> [Task to carry out]
Copy the data below verbatim, starting at the line that contains "Confirm that each instance of the reflection of" and continuing through the last line of the data.

> [Records shown]
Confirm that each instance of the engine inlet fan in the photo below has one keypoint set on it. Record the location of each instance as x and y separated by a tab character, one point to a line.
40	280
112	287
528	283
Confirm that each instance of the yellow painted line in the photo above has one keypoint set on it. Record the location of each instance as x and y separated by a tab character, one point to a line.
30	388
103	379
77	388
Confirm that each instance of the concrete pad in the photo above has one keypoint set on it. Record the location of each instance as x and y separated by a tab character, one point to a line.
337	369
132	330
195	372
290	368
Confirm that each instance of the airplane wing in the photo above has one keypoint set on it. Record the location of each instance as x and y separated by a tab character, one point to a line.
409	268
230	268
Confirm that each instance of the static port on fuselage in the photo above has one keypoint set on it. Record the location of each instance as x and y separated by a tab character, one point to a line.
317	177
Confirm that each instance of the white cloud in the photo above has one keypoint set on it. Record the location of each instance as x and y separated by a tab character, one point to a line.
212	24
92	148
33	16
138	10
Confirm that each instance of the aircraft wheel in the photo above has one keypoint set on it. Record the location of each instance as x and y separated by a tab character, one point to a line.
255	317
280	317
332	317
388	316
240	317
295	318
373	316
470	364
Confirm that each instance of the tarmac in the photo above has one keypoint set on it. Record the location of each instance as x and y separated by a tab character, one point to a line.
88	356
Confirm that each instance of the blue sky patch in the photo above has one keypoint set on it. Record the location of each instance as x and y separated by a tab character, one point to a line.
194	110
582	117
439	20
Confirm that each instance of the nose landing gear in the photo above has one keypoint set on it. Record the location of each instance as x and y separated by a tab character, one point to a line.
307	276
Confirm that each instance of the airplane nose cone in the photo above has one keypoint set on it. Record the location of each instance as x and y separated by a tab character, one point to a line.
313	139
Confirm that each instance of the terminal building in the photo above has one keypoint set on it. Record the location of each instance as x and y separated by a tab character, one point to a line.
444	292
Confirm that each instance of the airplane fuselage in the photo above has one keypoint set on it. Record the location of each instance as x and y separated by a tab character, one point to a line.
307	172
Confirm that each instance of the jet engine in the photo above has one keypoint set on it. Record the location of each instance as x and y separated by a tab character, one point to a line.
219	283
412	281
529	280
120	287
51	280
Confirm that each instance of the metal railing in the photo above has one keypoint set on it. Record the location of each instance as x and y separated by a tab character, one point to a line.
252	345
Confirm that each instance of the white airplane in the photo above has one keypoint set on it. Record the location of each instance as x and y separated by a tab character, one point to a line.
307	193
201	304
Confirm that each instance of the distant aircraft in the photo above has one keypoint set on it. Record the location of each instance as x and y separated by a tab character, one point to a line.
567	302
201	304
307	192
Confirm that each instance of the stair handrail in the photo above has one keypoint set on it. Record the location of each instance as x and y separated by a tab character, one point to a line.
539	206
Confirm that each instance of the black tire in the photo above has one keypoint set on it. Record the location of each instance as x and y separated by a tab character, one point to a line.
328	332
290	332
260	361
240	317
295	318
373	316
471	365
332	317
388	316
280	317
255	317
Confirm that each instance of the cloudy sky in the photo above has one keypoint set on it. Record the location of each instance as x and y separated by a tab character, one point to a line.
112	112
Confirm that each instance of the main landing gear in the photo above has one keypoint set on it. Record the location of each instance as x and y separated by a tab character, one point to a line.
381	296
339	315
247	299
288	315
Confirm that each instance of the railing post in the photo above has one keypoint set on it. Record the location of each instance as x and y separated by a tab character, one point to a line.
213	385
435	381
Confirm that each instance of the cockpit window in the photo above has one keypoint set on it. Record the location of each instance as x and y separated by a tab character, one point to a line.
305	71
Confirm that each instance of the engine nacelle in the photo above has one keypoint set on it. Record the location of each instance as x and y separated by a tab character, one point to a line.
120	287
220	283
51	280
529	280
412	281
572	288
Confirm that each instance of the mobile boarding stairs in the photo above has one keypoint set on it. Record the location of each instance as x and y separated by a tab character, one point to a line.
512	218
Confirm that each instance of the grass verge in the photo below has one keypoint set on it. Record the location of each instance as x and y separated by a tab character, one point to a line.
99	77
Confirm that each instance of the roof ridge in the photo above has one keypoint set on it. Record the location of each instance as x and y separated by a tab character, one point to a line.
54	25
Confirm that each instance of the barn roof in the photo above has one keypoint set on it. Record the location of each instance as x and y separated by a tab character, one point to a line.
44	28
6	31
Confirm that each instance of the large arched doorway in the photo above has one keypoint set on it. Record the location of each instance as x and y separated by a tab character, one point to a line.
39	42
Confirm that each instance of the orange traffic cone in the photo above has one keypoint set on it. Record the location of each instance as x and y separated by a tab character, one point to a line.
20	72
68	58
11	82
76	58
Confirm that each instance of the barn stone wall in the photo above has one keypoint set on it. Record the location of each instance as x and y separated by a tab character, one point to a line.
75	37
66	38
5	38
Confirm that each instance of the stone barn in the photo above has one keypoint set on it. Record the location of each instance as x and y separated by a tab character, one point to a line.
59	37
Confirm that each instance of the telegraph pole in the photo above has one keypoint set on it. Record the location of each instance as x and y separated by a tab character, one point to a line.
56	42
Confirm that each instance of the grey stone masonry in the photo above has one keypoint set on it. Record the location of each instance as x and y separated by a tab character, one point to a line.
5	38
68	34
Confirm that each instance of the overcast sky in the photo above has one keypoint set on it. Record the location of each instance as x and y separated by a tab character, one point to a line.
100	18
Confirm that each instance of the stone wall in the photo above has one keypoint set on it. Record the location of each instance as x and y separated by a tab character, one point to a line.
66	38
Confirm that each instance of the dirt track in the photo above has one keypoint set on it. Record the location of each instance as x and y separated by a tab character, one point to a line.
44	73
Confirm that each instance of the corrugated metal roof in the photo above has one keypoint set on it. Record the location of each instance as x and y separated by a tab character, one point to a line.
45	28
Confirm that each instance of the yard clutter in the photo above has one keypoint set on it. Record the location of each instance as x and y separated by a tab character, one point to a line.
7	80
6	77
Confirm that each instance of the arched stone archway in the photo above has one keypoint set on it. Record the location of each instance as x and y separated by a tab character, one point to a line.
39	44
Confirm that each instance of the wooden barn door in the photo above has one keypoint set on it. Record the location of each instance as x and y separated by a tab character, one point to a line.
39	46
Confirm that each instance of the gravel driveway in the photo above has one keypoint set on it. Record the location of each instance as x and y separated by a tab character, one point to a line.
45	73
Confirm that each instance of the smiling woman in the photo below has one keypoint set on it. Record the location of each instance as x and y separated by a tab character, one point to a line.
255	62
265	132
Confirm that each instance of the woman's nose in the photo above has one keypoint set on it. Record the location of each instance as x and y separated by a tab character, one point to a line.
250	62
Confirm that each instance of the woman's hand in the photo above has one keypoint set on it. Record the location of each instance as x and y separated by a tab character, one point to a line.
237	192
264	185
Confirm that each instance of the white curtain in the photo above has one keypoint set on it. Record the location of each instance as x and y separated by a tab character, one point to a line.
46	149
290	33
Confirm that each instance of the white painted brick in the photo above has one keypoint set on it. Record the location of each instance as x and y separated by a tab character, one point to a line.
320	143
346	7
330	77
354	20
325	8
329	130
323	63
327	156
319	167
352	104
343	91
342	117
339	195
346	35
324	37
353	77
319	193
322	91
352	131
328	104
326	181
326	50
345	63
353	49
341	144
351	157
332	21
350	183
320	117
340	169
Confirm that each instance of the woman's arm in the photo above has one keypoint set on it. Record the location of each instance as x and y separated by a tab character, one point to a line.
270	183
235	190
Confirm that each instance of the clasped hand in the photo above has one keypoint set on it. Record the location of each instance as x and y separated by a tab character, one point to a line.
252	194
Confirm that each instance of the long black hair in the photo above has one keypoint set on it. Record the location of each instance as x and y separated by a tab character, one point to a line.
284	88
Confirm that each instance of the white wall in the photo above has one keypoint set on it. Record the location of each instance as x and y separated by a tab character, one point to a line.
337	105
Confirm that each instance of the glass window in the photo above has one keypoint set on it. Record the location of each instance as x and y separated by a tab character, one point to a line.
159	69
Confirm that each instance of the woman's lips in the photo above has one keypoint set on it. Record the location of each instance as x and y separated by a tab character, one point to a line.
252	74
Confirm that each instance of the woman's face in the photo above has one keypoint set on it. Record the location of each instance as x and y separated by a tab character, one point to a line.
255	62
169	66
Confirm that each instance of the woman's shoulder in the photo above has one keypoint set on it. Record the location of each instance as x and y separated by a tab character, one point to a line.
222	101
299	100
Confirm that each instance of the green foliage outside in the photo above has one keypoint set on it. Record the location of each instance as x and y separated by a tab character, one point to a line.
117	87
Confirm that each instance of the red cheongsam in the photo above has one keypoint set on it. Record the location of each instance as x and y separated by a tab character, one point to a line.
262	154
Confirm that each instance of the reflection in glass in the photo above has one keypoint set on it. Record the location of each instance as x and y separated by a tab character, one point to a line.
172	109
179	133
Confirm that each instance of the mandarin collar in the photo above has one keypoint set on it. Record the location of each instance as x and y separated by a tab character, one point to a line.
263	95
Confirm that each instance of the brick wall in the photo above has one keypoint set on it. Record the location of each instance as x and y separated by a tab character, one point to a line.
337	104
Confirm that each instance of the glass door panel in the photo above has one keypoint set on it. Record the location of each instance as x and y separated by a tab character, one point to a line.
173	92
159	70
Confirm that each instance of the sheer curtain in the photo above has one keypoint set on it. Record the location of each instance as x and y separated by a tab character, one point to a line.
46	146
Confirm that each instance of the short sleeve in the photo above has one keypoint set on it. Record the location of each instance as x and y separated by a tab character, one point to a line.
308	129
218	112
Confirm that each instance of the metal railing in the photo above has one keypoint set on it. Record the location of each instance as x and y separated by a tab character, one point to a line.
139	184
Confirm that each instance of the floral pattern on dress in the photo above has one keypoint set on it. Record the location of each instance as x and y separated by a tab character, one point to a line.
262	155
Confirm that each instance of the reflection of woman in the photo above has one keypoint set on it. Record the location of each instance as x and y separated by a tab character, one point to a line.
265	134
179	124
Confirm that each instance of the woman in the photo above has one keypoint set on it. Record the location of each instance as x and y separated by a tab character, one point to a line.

> [Result of the task]
Confirm that each instance of the reflection of woman in the photo above has one keypoint set on it. Record the location of each instance as x and y separated by a tab character, one point to a line.
265	134
179	124
Confirm that each instance of the woman in the photo above has one keypoint set on it. Record the location of each instance as x and y separated by a tab character, one point to a line.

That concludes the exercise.